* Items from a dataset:

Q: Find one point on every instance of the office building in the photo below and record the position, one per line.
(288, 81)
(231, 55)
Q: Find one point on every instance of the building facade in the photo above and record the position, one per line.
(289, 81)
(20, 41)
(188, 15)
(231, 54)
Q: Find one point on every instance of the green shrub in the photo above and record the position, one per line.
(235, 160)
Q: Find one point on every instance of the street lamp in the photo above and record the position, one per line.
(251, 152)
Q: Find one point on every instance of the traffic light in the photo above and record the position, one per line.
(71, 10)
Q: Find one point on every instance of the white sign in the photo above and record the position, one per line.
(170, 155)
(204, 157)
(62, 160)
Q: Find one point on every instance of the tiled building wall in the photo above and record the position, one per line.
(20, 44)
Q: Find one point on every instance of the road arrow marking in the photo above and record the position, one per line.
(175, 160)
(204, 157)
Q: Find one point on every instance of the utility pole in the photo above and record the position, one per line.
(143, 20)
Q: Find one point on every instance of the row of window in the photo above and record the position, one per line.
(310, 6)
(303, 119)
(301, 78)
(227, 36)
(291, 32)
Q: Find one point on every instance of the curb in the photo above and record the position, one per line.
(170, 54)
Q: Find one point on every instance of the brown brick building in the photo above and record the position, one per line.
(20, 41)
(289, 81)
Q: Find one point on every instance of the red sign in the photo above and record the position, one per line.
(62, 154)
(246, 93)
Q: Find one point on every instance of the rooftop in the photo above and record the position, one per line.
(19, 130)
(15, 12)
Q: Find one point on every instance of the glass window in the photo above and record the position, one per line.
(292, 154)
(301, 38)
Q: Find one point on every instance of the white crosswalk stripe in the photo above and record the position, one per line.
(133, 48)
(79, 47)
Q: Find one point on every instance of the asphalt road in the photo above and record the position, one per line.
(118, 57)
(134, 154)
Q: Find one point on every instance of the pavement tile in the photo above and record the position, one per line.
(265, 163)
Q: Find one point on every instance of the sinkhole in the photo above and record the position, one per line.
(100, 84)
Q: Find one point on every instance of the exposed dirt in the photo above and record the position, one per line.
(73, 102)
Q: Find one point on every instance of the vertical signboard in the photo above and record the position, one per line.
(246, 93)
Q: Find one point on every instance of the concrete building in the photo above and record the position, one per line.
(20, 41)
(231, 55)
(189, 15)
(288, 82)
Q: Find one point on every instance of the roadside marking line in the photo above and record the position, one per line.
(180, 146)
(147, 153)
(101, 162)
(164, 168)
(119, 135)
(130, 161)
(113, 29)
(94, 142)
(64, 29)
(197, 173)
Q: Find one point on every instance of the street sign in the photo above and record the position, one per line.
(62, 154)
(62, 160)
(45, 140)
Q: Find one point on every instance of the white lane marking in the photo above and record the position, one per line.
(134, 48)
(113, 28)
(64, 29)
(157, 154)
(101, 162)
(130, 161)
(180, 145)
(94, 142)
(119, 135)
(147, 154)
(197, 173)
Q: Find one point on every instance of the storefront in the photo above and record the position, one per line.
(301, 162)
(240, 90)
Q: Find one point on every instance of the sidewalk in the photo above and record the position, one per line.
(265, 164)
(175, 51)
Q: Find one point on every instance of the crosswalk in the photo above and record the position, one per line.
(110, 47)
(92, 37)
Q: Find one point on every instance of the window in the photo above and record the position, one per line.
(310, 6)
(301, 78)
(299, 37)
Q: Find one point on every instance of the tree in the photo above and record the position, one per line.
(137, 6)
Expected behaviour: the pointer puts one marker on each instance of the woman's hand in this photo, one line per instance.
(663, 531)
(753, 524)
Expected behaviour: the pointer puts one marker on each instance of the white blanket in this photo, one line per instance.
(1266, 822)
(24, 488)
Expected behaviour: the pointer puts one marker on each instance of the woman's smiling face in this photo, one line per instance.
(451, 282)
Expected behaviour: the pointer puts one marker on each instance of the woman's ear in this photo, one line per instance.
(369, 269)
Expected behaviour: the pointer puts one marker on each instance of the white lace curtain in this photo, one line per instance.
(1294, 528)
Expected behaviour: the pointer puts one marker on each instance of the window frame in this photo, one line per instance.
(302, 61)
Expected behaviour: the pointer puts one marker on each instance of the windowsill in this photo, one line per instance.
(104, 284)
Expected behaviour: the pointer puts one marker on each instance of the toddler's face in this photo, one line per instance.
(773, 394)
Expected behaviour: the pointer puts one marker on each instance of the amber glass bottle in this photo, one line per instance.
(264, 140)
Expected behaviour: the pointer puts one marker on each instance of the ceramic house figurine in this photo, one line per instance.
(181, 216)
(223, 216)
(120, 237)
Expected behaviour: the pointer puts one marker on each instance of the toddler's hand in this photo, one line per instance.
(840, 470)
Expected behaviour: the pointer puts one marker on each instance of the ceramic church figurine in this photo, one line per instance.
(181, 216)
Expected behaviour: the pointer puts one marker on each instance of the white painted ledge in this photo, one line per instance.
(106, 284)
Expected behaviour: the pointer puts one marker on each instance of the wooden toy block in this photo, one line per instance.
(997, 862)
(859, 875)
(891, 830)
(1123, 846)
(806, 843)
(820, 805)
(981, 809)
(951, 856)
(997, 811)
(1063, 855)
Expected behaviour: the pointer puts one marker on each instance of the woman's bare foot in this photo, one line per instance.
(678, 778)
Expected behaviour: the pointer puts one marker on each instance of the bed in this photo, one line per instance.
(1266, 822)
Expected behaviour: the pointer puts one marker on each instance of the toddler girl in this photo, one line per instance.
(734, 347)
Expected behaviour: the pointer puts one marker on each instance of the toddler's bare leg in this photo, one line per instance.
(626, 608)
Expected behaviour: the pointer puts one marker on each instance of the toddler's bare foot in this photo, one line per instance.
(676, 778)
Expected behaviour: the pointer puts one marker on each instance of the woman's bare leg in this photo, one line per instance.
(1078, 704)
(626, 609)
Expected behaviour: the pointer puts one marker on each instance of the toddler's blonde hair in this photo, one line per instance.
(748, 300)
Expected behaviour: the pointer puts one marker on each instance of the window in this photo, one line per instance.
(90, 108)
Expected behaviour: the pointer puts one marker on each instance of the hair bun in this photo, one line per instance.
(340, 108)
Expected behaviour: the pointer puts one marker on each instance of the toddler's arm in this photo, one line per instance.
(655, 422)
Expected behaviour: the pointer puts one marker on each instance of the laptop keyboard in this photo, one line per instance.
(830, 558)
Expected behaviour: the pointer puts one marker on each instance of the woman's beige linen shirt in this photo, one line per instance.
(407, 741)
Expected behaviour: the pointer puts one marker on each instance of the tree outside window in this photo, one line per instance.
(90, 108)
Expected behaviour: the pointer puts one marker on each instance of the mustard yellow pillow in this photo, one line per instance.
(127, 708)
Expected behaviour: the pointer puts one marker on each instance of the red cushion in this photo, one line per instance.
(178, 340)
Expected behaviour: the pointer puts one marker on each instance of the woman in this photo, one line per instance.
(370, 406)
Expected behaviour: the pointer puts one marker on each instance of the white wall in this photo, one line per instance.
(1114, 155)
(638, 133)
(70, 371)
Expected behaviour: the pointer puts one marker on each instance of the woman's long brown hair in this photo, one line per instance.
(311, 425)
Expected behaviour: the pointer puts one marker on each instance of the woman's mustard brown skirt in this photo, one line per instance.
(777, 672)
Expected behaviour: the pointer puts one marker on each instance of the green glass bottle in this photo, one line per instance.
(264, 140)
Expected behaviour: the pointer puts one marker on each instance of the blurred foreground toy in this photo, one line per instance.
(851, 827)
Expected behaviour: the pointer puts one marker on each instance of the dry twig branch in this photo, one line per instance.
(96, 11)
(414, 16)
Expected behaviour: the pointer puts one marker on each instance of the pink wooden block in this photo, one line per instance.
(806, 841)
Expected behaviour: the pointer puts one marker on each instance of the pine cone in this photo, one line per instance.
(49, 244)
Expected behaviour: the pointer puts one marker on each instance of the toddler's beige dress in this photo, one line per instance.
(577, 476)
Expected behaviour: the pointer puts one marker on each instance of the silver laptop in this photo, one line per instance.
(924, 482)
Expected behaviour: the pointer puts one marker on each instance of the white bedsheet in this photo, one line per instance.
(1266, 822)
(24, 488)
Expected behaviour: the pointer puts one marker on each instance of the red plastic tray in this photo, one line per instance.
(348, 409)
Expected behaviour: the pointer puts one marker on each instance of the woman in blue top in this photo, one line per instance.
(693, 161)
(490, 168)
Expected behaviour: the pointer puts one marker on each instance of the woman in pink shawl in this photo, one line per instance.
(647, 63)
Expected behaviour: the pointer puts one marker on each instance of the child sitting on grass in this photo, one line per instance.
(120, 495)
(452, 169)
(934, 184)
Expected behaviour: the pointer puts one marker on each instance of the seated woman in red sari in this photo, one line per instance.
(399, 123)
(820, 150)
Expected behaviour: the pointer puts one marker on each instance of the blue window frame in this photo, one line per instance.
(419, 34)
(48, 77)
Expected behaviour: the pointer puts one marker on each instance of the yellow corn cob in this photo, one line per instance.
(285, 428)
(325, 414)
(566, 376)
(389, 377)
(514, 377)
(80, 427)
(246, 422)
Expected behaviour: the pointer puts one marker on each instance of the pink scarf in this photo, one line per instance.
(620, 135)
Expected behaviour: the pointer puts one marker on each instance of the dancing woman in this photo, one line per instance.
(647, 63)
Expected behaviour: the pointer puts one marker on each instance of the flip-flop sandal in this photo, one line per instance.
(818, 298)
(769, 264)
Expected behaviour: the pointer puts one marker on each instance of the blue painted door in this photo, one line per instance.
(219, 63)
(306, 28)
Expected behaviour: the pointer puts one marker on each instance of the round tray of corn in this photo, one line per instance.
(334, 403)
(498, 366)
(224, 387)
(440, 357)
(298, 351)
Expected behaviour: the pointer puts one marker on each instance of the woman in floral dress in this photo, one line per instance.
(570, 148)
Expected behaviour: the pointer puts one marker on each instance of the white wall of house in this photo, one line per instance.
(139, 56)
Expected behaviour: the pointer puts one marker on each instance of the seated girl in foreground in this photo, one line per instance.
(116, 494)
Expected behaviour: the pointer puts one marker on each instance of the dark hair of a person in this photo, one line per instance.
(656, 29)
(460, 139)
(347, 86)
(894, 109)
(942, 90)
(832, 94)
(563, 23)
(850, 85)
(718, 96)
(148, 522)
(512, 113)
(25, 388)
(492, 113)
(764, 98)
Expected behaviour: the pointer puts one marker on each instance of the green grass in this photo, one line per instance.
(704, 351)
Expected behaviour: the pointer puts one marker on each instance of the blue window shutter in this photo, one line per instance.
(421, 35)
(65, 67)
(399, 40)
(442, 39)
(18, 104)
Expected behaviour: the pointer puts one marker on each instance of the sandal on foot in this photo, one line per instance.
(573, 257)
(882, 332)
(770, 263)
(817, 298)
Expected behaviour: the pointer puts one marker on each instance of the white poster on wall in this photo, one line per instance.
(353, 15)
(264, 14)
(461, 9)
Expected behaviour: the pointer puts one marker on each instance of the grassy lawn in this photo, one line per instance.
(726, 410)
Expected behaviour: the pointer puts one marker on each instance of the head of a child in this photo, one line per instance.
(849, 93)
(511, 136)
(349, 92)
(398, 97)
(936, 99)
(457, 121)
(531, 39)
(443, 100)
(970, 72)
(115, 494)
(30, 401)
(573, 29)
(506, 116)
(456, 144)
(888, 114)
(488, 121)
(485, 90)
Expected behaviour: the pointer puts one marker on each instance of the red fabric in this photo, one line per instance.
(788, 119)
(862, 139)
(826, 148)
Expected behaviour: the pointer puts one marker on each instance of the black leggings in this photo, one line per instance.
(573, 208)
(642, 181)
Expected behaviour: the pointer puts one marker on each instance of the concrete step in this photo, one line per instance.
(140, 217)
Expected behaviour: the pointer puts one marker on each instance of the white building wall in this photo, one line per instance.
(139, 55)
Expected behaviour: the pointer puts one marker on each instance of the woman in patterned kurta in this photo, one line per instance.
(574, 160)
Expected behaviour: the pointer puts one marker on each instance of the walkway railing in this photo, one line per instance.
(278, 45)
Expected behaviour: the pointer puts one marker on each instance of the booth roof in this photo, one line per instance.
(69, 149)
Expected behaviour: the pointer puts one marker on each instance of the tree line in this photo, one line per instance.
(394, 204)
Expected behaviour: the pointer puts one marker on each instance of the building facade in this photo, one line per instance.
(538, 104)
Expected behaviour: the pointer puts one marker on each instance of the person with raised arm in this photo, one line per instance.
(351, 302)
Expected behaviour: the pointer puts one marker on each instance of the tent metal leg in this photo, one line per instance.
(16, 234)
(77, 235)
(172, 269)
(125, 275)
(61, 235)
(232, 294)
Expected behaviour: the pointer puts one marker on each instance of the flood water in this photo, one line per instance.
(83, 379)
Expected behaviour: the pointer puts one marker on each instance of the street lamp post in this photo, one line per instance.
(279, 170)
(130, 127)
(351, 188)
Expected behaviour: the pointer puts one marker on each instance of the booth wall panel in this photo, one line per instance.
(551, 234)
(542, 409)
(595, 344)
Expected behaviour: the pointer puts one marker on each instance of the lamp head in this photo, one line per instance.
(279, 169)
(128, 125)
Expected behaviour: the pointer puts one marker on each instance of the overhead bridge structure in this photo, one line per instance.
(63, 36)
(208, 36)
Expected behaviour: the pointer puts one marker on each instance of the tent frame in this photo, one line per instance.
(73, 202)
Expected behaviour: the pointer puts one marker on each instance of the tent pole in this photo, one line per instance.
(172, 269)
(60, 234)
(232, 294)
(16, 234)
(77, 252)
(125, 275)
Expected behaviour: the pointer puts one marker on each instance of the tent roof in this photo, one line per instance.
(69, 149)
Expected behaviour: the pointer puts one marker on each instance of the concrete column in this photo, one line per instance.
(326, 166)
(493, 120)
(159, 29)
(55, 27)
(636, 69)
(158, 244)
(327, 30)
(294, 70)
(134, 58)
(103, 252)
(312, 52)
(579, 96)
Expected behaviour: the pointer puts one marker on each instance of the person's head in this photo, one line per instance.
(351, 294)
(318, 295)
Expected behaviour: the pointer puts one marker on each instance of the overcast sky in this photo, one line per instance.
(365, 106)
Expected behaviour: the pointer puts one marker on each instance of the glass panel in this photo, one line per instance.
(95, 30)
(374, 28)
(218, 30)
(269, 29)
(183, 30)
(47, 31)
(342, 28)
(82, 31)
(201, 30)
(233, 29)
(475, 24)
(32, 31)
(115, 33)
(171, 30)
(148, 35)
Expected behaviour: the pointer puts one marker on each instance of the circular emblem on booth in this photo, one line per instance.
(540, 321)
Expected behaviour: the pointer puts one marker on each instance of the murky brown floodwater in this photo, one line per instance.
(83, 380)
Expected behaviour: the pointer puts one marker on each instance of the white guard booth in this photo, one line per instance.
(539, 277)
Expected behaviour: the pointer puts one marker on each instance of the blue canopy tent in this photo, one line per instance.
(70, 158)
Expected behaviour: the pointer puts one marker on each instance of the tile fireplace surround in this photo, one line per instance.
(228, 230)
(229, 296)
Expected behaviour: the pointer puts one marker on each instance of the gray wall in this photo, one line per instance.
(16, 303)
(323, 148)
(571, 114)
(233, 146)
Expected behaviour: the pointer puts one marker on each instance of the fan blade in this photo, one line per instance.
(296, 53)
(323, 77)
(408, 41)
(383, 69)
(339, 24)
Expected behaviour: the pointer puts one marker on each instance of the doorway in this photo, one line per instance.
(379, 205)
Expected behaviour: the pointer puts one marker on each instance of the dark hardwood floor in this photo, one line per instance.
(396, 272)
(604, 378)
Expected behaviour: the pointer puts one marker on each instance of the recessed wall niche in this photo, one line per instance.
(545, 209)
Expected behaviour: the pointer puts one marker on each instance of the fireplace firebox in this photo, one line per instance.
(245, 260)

* Goal:
Copy out the lines starting at the one containing "of the gray" and ending with the last line of the entries. Include nothing else.

* Output of the exercise:
Expected behaviour: the pointer puts one marker on each instance of the gray wall in this photo, one line per instance.
(16, 303)
(323, 148)
(571, 114)
(233, 146)
Expected behaviour: the pointer puts one marker on each instance of the fan blade in this photo, one line per instance.
(296, 53)
(323, 77)
(408, 41)
(383, 69)
(339, 24)
Expected behaviour: the pointer puts one marker on each instance of the doorway in this photo, one line per instance.
(379, 205)
Expected behaviour: the pointer puts one marker on each instance of the dark hardwood floor in this photo, one line per instance.
(396, 272)
(604, 378)
Expected behaviour: the pointer puts one marker on each instance of the recessed wall niche in this photo, one line per instance.
(545, 209)
Expected behaviour: the pointer puts one marker on each instance of the fireplace firebox in this photo, one line per instance.
(245, 260)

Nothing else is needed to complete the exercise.